===== EXCERPT TO READ
You are viewing a plain text version of this content. The canonical link for it is here.
Posted to commits@stanbol.apache.org by "Cristian Petroaca (JIRA)" <ji...@apache.org> on 2014/03/29 17:03:15 UTC

[jira] [Updated] (STANBOL-1279) Named Entity co-reference resolution engine based on yago/dbpedia contextual information

     [ https://issues.apache.org/jira/browse/STANBOL-1279?page=com.atlassian.jira.plugin.system.issuetabpanels:all-tabpanel ]

Cristian Petroaca updated STANBOL-1279:
---------------------------------------

    Description: 
Develop an enhancement engine that will perform co-reference resolution of Named Entities in a given text. The co-references will be noun phrases which refer to those Named Entities by having a minimal set of attributes which match contextual information (yago rdf:type and dbpedia spatial and object function giving info - more on this below) from dbpedia/yago for that Named Entity.
==========
EXERCISE INSTRUCTIONS:
**A.** Tell whether each statement below agrees with the JIRA update, answering yes or no and quoting the words of the update that settle it. (i) Cristian Petroaca updated the issue. (ii) The co-references are to be verbs. (iii) The update was posted in 2015.
**B.** Answer these questions from the JIRA update, one per line.
(i) To what address was the update posted?
(ii) What is the issue's identifier?
(iii) What kind of engine is to be developed?
**C.** Write out the JIRA update from "[jira] [Updated] (STANBOL-1279)" up to and including "that Named Entity.", substituting "noun groups" for "noun phrases".
The rows that come after this sentence play no part in the work.
===== DATA EXTRACT
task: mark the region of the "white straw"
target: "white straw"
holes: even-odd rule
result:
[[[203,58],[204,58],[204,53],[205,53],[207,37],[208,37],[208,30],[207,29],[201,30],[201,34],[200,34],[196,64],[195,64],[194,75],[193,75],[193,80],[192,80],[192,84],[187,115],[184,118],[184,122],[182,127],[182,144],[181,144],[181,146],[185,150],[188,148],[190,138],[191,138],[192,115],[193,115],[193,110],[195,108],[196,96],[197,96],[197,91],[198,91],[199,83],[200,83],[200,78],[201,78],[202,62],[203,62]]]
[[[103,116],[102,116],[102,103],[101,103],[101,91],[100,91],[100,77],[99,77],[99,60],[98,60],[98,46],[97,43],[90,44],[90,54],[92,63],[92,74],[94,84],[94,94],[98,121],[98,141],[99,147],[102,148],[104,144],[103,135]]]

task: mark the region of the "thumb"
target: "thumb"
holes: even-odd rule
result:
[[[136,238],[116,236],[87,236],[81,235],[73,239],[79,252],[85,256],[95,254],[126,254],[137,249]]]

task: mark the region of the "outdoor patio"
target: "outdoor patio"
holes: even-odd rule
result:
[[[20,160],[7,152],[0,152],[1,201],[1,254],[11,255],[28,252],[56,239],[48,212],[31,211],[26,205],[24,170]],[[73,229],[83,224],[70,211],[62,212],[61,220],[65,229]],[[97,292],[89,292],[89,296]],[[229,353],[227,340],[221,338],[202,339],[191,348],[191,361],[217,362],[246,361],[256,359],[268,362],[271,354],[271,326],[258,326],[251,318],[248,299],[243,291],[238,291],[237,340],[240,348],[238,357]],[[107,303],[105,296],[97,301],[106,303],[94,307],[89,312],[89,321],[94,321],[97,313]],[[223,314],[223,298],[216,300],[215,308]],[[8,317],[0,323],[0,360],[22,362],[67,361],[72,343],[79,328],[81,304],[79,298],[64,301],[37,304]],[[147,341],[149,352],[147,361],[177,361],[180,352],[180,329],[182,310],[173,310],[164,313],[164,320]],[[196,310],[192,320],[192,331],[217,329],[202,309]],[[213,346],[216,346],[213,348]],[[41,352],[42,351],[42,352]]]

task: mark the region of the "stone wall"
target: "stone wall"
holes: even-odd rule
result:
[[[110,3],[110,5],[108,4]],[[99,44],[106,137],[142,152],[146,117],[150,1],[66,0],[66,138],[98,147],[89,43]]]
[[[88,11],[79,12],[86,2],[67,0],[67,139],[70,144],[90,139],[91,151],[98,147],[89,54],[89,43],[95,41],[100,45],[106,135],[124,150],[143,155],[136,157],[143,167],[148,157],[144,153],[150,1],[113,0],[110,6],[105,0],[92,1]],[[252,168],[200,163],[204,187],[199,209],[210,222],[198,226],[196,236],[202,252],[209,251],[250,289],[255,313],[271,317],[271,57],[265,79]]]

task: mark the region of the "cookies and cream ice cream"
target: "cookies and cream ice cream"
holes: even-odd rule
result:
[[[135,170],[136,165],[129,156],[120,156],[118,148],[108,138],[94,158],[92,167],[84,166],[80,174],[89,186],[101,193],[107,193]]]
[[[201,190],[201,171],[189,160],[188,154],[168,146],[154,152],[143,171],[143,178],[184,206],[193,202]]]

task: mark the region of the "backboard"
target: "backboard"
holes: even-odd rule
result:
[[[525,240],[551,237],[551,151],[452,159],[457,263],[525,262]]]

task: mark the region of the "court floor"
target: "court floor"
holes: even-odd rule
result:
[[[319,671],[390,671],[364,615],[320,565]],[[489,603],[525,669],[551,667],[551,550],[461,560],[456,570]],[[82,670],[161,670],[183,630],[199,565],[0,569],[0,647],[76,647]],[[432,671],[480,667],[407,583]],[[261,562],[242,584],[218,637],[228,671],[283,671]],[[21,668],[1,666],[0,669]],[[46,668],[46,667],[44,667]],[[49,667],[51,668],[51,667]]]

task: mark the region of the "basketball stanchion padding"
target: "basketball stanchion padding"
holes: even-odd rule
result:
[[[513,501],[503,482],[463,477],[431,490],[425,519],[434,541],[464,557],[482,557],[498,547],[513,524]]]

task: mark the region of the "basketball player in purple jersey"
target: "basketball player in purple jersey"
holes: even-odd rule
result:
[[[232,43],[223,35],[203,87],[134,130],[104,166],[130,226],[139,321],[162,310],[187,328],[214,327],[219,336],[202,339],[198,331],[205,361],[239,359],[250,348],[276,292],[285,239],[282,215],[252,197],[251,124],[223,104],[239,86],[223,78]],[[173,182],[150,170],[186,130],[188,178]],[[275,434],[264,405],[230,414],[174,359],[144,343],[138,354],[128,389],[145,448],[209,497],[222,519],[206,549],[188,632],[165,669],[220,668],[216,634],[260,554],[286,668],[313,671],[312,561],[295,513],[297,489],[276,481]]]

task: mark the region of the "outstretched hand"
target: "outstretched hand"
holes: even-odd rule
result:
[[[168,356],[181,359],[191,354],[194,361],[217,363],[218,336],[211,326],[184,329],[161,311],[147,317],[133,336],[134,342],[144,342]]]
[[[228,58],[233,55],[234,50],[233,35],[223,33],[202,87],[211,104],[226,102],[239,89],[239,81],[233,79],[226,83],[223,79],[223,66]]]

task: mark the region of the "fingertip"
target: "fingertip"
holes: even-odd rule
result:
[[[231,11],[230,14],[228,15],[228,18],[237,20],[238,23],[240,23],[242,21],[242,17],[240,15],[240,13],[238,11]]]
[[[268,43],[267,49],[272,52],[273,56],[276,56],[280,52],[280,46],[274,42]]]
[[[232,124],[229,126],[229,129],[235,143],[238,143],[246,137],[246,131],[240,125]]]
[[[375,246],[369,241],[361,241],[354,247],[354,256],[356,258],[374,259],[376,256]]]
==========
PER-TASK OUTPUTS:
**A.**
(i) Yes: "Cristian Petroaca updated STANBOL-1279"
(ii) No: "The co-references will be noun phrases"
(iii) No: "on 2014/03/29 17:03:15 UTC"

**B.**
(i) commits@stanbol.apache.org
(ii) STANBOL-1279
(iii) An enhancement engine that will perform co-reference resolution of Named Entities in a given text

**C.**
[jira] [Updated] (STANBOL-1279) Named Entity co-reference resolution engine based on yago/dbpedia contextual information

     [ https://issues.apache.org/jira/browse/STANBOL-1279?page=com.atlassian.jira.plugin.system.issuetabpanels:all-tabpanel ]

Cristian Petroaca updated STANBOL-1279:
---------------------------------------

    Description: 
Develop an enhancement engine that will perform co-reference resolution of Named Entities in a given text. The co-references will be noun groups which refer to those Named Entities by having a minimal set of attributes which match contextual information (yago rdf:type and dbpedia spatial and object function giving info - more on this below) from dbpedia/yago for that Named Entity.